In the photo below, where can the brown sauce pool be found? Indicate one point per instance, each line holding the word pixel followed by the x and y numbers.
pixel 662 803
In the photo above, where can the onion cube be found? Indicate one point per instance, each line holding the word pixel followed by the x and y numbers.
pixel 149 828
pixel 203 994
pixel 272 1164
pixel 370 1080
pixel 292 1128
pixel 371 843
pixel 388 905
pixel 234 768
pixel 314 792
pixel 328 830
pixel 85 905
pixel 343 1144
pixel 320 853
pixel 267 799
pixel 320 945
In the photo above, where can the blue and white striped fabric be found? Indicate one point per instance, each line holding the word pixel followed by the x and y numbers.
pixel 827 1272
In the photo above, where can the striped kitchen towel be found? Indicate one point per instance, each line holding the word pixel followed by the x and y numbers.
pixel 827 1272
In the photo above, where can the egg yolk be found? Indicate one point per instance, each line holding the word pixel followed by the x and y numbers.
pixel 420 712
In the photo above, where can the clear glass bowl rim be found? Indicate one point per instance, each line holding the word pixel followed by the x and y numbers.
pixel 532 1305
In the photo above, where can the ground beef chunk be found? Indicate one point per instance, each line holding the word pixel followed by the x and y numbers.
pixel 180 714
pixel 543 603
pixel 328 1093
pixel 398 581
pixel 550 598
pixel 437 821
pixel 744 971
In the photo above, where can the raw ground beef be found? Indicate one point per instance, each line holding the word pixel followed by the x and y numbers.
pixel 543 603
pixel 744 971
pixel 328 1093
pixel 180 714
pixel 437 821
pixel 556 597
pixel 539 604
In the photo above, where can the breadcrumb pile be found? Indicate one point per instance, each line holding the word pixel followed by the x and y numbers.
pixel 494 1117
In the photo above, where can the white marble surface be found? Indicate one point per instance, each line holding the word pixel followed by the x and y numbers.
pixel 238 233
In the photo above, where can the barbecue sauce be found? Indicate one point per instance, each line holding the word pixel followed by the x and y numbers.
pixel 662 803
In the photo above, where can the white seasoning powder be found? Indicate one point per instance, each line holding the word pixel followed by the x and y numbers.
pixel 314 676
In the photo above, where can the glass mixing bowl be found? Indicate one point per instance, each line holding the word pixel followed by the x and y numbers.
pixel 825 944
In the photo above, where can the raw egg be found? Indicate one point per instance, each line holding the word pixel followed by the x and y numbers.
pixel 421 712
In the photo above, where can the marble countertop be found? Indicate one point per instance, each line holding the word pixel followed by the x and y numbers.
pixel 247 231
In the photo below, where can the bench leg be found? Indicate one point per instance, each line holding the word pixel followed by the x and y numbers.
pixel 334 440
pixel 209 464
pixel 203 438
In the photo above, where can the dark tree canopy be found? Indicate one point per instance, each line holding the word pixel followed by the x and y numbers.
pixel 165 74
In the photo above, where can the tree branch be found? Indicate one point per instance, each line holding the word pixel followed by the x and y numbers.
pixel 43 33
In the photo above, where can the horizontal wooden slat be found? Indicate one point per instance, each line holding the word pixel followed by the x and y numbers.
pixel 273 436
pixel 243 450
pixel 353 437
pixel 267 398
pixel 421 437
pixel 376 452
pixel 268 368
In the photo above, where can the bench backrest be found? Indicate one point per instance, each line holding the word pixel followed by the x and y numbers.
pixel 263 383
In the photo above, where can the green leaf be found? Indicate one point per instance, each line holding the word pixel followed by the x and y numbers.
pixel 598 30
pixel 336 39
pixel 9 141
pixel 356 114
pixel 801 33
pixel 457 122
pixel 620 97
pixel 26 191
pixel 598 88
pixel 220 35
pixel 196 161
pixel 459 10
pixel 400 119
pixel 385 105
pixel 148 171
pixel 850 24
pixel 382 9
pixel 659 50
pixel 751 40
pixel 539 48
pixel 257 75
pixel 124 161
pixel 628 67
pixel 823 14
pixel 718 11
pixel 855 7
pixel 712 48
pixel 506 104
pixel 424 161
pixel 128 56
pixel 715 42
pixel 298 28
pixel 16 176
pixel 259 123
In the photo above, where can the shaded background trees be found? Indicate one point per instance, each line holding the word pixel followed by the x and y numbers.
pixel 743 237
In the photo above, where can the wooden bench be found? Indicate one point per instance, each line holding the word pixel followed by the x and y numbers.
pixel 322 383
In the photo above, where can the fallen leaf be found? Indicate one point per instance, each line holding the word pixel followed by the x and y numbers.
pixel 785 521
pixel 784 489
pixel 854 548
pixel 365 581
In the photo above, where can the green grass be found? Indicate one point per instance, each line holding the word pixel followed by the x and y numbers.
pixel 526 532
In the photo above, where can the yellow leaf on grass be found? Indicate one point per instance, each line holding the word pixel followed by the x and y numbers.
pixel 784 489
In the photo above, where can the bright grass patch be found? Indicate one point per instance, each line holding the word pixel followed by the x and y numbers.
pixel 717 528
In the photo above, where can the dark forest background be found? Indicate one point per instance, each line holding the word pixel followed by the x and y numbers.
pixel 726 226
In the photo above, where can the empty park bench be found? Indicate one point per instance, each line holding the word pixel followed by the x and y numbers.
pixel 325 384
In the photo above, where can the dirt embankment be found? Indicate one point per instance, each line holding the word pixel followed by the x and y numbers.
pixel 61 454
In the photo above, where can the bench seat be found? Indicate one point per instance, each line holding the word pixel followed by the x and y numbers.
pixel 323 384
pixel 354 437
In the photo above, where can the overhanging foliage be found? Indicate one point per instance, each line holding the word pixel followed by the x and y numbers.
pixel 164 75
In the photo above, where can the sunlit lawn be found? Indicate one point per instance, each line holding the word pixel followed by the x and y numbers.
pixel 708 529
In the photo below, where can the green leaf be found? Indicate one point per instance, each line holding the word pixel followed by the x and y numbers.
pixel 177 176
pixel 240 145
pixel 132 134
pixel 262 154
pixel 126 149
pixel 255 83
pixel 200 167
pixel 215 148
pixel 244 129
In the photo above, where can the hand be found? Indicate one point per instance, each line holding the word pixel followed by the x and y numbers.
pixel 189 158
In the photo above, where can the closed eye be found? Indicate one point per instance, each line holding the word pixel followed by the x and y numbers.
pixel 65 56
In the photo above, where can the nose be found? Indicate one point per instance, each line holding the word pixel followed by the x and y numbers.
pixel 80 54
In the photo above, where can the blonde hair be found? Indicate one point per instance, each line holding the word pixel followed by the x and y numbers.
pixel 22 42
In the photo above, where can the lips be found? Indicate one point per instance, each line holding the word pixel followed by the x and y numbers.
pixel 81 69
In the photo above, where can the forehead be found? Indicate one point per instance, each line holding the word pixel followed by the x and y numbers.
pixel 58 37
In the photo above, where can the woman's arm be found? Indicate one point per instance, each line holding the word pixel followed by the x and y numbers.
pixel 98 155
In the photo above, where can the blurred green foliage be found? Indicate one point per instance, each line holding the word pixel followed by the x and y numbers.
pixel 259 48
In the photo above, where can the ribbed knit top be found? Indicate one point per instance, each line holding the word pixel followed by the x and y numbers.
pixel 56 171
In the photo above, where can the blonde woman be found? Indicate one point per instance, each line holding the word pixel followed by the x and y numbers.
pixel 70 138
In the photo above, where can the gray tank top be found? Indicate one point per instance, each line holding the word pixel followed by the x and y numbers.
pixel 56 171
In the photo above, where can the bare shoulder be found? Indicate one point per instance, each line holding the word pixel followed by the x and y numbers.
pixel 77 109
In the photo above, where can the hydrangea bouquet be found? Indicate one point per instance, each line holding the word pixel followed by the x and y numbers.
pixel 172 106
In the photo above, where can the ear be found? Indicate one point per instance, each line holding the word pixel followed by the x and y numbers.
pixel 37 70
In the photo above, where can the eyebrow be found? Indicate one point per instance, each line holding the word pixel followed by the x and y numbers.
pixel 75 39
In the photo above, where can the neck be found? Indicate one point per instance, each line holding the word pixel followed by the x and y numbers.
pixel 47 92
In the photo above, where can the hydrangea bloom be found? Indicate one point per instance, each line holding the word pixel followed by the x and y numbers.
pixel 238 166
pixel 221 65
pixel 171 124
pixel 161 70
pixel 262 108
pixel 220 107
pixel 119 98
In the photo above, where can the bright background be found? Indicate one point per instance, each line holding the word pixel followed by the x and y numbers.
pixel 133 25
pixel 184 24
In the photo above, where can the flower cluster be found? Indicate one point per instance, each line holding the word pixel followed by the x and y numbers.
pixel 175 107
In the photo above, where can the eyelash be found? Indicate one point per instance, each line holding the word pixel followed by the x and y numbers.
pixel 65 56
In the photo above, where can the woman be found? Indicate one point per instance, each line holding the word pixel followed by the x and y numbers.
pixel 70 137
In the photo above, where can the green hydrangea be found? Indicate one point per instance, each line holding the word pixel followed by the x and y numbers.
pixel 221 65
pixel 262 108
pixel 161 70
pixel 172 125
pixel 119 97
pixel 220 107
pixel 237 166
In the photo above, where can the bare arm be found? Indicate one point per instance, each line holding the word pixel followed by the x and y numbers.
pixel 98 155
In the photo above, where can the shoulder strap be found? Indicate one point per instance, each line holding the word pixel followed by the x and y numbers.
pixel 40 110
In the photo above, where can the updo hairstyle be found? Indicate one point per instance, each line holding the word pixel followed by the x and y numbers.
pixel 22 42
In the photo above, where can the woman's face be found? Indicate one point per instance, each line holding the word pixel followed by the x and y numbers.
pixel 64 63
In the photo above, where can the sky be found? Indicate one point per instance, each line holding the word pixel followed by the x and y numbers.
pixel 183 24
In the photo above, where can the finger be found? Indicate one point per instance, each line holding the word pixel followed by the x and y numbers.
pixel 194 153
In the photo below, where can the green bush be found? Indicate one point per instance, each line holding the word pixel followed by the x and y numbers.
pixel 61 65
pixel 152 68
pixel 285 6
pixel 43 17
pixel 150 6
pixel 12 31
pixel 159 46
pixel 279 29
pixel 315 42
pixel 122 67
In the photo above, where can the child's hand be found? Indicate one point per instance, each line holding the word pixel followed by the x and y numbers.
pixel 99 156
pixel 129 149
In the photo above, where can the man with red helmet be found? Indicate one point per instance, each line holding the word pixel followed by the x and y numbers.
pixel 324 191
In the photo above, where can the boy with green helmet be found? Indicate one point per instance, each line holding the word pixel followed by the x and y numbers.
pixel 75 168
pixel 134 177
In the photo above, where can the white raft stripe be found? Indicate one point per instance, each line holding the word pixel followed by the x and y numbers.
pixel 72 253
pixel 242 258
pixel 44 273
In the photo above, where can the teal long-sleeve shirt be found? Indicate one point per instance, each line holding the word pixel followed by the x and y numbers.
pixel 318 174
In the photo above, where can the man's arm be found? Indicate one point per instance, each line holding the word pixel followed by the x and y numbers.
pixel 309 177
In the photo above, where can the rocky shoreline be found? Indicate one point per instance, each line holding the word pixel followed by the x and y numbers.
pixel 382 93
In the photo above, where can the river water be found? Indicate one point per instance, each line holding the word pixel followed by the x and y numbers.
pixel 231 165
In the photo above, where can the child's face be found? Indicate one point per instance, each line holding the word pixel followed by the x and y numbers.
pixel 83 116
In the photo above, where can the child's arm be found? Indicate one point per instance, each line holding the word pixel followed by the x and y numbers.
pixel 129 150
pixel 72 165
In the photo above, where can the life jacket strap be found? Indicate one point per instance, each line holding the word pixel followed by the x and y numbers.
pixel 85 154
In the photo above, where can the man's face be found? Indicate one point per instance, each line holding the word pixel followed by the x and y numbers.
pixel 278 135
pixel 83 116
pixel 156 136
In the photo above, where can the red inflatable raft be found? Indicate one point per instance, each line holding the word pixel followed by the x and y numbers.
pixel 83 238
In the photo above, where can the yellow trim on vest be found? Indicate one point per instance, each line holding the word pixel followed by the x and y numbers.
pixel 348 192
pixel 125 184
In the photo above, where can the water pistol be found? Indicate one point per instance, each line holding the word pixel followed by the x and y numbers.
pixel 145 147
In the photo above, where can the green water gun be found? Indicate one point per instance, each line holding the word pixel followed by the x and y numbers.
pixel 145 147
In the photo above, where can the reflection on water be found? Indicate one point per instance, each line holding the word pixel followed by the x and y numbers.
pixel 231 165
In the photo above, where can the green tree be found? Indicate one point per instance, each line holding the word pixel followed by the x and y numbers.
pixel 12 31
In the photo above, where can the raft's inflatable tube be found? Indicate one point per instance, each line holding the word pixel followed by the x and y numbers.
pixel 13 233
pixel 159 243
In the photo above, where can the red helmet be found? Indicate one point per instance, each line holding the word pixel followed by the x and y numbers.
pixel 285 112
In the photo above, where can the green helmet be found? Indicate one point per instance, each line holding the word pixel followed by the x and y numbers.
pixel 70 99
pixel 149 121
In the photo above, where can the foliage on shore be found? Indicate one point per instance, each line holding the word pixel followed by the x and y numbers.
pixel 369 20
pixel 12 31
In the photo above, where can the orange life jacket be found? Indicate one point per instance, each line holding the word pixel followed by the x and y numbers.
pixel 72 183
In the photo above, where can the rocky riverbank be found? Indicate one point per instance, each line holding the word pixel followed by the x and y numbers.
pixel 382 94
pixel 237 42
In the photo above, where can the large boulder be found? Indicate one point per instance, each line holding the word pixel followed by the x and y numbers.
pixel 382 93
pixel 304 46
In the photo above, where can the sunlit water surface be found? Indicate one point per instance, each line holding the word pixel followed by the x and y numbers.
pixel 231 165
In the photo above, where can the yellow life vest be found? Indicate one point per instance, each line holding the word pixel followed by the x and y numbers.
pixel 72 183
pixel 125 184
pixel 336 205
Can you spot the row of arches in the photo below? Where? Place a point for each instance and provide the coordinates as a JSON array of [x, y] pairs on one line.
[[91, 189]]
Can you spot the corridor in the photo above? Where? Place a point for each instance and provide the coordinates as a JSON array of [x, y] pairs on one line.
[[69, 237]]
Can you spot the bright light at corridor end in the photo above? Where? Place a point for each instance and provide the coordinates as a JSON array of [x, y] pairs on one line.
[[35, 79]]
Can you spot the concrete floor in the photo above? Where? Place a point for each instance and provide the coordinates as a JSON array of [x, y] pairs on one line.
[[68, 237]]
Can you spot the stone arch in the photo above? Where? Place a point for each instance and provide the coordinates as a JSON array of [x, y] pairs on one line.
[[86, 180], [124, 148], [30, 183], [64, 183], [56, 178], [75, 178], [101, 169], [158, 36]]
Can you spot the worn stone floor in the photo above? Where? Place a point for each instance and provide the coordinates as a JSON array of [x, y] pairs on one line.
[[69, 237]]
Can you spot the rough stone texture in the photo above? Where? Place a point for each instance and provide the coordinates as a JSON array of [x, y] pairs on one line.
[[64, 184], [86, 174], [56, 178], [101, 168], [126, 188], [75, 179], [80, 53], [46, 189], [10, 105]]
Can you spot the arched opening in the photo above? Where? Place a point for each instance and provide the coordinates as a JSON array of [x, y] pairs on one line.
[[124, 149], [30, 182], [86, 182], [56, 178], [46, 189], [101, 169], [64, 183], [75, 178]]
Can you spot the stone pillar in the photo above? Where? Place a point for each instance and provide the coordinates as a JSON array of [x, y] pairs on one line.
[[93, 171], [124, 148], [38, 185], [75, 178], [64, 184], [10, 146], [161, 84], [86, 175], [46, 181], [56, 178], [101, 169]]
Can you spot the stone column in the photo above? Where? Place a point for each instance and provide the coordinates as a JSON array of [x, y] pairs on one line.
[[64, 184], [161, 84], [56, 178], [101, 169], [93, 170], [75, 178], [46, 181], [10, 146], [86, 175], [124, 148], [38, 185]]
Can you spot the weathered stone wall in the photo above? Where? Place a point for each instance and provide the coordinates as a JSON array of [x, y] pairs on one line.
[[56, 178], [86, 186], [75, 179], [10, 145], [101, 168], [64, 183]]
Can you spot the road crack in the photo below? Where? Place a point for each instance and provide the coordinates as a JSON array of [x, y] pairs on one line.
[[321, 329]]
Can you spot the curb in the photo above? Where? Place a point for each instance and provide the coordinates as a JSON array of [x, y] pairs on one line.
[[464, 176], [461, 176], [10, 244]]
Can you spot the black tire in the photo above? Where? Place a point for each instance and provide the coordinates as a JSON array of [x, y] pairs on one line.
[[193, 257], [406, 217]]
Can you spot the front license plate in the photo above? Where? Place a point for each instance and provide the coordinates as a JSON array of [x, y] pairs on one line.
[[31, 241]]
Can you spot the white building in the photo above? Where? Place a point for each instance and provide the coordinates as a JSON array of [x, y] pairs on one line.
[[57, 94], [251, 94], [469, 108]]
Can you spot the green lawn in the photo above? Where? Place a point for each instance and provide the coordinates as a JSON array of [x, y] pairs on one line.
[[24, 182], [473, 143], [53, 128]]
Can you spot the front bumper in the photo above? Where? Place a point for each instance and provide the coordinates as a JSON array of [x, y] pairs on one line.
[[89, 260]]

═══

__Task description__
Return, unchanged, every line of the rows above from the one containing "Can you spot the front license" down to the one containing "[[57, 94], [251, 94], [469, 108]]", both included, and nothing else.

__Written solution__
Can you spot the front license plate in the photo above? Where? Place a point for each instance and provide the coordinates as a JSON array of [x, y] pairs on one line.
[[31, 241]]
Can you spot the white building in the photo above? Where? Place a point for each instance and provide the coordinates as a JSON array of [x, y] pairs on one line.
[[57, 94], [251, 94], [469, 108]]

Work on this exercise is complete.